##### Record excerpts #####

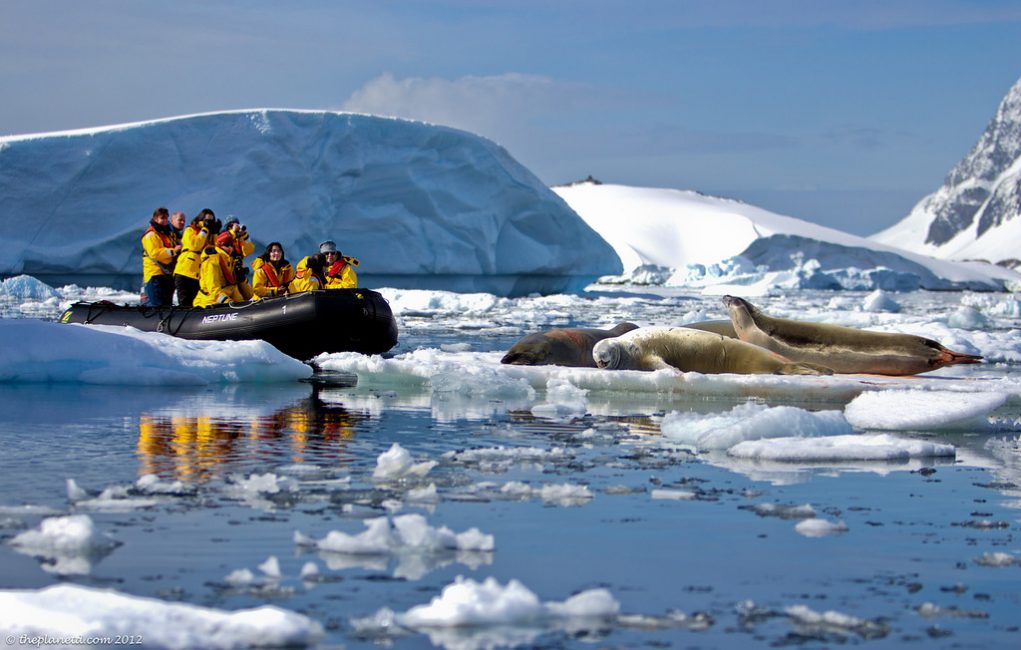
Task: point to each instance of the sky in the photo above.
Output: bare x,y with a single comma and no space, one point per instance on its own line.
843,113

#####
##### Record excerpts #####

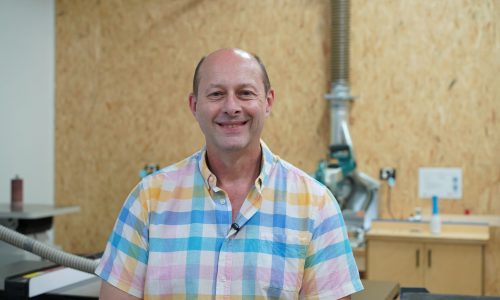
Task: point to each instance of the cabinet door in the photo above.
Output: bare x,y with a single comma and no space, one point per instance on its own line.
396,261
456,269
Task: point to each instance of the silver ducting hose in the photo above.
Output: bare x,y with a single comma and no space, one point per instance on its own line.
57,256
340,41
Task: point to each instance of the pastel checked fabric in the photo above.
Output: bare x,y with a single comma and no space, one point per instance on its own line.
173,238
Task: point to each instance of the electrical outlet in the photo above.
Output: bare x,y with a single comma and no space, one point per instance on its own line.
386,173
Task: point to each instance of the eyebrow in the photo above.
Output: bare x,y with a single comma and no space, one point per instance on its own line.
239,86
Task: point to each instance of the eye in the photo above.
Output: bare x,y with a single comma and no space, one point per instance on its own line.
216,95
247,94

#####
##### Record excerpts #####

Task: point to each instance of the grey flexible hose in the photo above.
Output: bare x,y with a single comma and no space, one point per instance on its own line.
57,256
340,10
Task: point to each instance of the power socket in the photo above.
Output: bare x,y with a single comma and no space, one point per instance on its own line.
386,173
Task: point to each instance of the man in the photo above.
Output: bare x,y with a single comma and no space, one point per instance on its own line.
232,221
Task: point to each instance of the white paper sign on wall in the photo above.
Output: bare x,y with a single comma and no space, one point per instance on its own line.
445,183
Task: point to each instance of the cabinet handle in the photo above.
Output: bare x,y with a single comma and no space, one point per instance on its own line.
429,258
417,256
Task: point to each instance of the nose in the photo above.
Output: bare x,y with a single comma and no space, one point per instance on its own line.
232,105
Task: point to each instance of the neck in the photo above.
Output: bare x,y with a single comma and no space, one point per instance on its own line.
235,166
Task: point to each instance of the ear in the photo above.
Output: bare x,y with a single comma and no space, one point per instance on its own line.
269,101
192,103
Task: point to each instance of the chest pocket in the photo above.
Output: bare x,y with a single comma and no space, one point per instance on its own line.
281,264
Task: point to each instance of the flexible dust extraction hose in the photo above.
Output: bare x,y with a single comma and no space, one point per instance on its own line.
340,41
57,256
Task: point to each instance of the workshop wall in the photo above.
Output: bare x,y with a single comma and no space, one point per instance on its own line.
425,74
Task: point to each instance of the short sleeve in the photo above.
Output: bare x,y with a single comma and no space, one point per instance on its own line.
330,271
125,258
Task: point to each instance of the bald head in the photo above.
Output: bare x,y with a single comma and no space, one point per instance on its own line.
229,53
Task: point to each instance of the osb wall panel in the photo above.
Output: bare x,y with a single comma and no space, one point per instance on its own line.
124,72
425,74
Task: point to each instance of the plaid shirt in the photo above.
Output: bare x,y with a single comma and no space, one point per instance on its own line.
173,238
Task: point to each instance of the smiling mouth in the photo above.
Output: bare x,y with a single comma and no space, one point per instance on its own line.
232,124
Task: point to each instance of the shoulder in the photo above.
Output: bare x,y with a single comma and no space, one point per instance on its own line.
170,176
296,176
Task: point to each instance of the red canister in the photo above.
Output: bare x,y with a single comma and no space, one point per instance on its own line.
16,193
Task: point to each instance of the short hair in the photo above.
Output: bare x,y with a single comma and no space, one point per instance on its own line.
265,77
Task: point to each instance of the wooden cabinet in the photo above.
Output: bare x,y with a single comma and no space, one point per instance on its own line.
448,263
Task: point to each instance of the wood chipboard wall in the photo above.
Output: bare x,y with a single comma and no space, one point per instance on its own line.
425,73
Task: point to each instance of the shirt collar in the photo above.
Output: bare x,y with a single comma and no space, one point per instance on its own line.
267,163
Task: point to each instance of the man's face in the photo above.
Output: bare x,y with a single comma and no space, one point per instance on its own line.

#####

— Task directions —
When a line in the material above includes the word "wall", copy that line.

— Answer space —
Task: point to each instance of the white paper sign on wall in the photo above.
Task: point to each instance of the workshop wall in the photo above.
Task: point to each instance of the osb wall panel in the photo above.
Task: point to each instance of the wood chipboard wall in the photo above.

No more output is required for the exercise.